- **CONSIGNE 1**
Reproduisez fidèlement, s'il vous plaît, le passage de l'extrait qui va de « Ce n’est qu’en » à « devant le tribunal. », ces deux bornes comprises.
- **CONSIGNE 2**
D'après l'extrait, combien de cas le tribunal spécial a-t-il traités jusqu'à présent ?

- **EXTRAIT DE PAGE**
-- -- --

Persistance des tabous
Bien qu’une amélioration de la sensibilisation ait été constatée, le viol demeure tabou dans de nombreuses familles, a dit Mme Zro. « De nombreuses communautés le remettent en question – ‘‘t’a-t-il vraiment violée ?’’, demandent-elles ».
Ce silence vaut également pour tous les sujets liés à la sexualité, à la planification familiale et à la santé reproductive, a-t-elle ajouté.
Certaines ONG, notamment l’organisation Catholic Relief Services (CRS), tentent d’encourager les familles à discuter ouvertement des violences sexuelles et de la santé sexuelle, ainsi que d’éduquer les enfants sur les contacts « normaux » et « abusifs ».
Ce n’est qu’en facilitant la discussion que la stigmatisation liée au viol peut être éliminée, a dit à IRIN Suena Samola, responsable de la santé et de la nutrition auprès de CRS.
Demander justice
En collaboration avec le Fonds des Nations Unies pour la population (FNUAP) et d’autres institutions, l’AFELL a aidé le gouvernement libérien à mettre sur pied un tribunal spécial pour lutter contre le viol et les violences sexuelles en septembre 2008. L’Association tente maintenant d’encourager un plus grand nombre de femmes ayant survécu à des viols à porter plainte devant le tribunal.
Jusqu’à présent, le tribunal n’a traité que quatre cas. Il y a toujours un écart important entre le nombre de cas médicaux rapportés et le nombre de rapports de police déposés dans chaque comté, selon Sadiq Syed, conseiller en matière de violence fondée sur le genre (GBV, en anglais) auprès du FNUAP.

-- -- --

- **DONNÉES FOURNIES**
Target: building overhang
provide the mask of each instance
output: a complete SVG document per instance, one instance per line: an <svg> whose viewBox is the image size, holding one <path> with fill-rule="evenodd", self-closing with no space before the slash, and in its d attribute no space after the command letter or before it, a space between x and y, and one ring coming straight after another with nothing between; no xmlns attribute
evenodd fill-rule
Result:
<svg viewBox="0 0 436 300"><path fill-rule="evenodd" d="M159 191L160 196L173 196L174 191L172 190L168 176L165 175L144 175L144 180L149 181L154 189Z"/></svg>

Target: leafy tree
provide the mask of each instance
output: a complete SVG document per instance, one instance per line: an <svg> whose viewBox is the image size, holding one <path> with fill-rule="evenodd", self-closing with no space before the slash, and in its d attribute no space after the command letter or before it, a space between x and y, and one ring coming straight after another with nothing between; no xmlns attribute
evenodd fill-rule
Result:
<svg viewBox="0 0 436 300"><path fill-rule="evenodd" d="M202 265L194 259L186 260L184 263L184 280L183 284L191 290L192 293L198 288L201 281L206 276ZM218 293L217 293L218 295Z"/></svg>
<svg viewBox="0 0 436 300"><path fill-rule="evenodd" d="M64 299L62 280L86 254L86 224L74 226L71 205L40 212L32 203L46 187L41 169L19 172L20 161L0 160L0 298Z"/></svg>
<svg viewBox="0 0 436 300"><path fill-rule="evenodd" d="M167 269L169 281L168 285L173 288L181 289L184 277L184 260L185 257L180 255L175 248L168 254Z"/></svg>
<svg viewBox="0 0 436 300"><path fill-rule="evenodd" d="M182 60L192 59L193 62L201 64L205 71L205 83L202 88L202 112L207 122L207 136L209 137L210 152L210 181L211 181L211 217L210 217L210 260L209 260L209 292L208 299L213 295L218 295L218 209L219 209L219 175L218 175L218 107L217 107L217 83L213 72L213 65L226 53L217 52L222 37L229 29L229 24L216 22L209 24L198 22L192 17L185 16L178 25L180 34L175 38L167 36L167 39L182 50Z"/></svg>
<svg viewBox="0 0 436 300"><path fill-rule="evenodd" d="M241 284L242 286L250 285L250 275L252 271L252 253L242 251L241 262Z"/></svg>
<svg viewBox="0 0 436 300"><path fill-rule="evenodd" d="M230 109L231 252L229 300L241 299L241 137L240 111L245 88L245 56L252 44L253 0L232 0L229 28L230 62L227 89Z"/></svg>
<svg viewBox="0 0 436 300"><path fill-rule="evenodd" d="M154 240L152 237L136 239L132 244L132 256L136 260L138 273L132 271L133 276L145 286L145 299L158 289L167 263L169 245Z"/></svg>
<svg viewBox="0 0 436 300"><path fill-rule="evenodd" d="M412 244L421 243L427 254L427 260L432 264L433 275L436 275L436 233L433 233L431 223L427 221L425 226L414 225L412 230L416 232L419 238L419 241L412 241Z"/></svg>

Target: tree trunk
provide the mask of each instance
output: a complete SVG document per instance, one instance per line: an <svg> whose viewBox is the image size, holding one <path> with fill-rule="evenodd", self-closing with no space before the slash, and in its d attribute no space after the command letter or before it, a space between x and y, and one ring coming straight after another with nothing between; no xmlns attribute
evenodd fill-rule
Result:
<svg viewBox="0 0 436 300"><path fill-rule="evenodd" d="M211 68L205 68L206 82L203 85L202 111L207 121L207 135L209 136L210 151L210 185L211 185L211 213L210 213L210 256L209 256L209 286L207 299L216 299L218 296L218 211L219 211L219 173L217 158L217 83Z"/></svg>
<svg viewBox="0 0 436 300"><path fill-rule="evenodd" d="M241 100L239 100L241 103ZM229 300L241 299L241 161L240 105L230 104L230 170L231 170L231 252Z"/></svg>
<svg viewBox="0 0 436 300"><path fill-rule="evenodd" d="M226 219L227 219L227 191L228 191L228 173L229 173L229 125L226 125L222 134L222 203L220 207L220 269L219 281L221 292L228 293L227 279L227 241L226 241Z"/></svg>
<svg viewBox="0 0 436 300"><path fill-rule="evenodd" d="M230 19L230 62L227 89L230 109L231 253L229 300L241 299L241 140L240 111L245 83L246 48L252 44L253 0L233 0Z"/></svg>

-- -- --

- **RÉPONSE FINALE 1**
Ce n’est qu’en facilitant la discussion que la stigmatisation liée au viol peut être éliminée, a dit à IRIN Suena Samola, responsable de la santé et de la nutrition auprès de CRS.
Demander justice
En collaboration avec le Fonds des Nations Unies pour la population (FNUAP) et d’autres institutions, l’AFELL a aidé le gouvernement libérien à mettre sur pied un tribunal spécial pour lutter contre le viol et les violences sexuelles en septembre 2008. L’Association tente maintenant d’encourager un plus grand nombre de femmes ayant survécu à des viols à porter plainte devant le tribunal.

- **RÉPONSE FINALE 2**
Quatre cas.